§ **Given request**:
Turn the lines of the records into a JSON list of strings, one string per line and no blank lines, starting at the line that contains "Annotation task —" and running through the end of the records. Omit the pictures from the list.

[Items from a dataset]
_ _ _ _ _ _ _
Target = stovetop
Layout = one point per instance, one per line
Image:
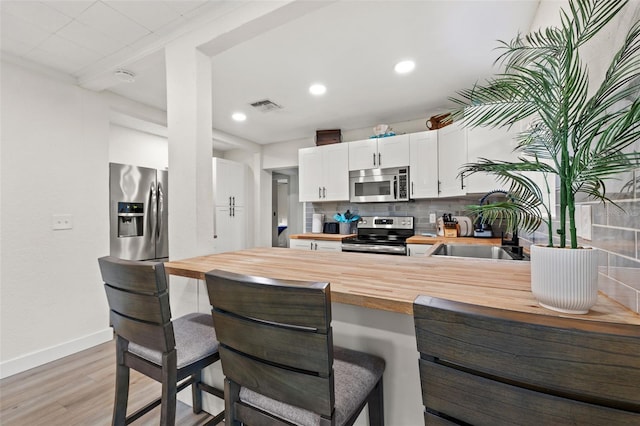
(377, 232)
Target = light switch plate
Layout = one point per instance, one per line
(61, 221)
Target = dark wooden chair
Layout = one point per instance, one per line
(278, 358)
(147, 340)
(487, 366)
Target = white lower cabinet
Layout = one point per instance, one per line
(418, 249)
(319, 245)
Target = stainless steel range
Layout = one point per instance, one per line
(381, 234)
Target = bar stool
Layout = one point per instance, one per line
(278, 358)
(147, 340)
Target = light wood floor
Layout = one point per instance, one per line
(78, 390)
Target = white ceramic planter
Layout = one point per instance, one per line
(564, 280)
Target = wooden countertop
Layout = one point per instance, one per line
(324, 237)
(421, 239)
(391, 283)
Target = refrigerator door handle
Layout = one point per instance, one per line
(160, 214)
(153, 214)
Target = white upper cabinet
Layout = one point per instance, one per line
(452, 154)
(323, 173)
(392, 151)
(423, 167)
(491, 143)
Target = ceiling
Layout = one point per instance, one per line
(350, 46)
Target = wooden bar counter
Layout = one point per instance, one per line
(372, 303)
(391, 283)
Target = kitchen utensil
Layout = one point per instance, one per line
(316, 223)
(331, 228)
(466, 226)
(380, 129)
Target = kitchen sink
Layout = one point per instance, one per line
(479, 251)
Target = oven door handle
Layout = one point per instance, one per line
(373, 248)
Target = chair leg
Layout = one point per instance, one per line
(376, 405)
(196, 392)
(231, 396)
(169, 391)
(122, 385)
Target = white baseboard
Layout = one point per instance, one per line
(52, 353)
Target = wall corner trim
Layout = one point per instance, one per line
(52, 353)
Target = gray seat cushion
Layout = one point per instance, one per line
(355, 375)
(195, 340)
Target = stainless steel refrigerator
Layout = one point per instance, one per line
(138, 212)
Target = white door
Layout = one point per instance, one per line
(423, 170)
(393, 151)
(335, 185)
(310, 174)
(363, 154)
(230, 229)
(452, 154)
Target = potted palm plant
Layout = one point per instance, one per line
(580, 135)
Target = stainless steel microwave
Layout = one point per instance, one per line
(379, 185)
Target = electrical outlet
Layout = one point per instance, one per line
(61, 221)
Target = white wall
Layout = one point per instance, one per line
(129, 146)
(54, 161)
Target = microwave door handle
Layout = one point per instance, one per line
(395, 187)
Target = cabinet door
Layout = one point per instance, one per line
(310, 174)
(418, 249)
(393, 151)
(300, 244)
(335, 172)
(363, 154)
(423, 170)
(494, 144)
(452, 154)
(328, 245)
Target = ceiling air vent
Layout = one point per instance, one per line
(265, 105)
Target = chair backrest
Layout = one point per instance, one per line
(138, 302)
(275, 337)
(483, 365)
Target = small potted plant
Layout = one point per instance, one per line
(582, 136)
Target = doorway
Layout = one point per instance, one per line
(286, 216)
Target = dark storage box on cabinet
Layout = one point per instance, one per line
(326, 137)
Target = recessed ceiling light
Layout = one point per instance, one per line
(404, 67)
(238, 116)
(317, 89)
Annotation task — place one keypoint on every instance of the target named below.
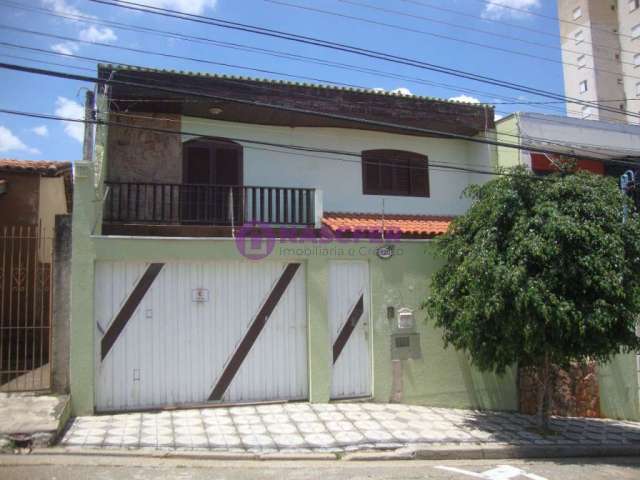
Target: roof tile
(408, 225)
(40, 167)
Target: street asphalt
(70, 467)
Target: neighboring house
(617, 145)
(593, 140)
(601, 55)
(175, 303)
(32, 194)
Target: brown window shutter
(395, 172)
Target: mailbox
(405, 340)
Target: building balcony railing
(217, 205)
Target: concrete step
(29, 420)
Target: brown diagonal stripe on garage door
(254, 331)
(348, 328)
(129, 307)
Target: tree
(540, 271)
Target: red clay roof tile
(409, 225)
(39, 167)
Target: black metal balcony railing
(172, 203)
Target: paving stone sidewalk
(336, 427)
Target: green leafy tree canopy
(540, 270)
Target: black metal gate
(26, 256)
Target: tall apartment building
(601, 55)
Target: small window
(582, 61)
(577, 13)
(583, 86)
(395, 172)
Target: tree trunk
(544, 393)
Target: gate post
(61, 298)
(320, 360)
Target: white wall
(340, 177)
_ _ _ _ _ _ _
§ **Answer**:
[
  "Annotation task — place one keypoint on every instance of the target named below.",
  "Target: roof tile",
  "(408, 225)",
  "(40, 167)",
  "Target: street asphalt",
  "(70, 467)",
  "Target: neighboring house",
  "(617, 145)",
  "(593, 140)",
  "(601, 55)",
  "(175, 303)",
  "(32, 194)",
  "Target: brown window shutter",
  "(395, 172)",
  "Target: mailbox",
  "(405, 340)",
  "Target: building balcony railing",
  "(217, 205)",
  "Target: concrete step",
  "(29, 420)",
  "Target: brown diagonal stripe on garage door",
  "(254, 331)",
  "(348, 328)",
  "(129, 307)",
  "Target: tree",
  "(540, 271)",
  "Target: red clay roof tile",
  "(409, 225)",
  "(39, 167)",
  "Target: black metal balcony railing",
  "(172, 203)",
  "Target: paving stone sidewalk",
  "(336, 427)",
  "Target: green leafy tree canopy",
  "(540, 270)",
  "Target: black metal gate",
  "(26, 256)",
  "Target: tall apartment building",
  "(601, 55)",
  "Target: small window",
  "(582, 61)",
  "(577, 13)",
  "(583, 86)",
  "(395, 172)",
  "Target: tree trunk",
  "(544, 393)",
  "Target: gate post",
  "(61, 298)",
  "(320, 360)",
  "Target: white wall",
  "(340, 177)"
]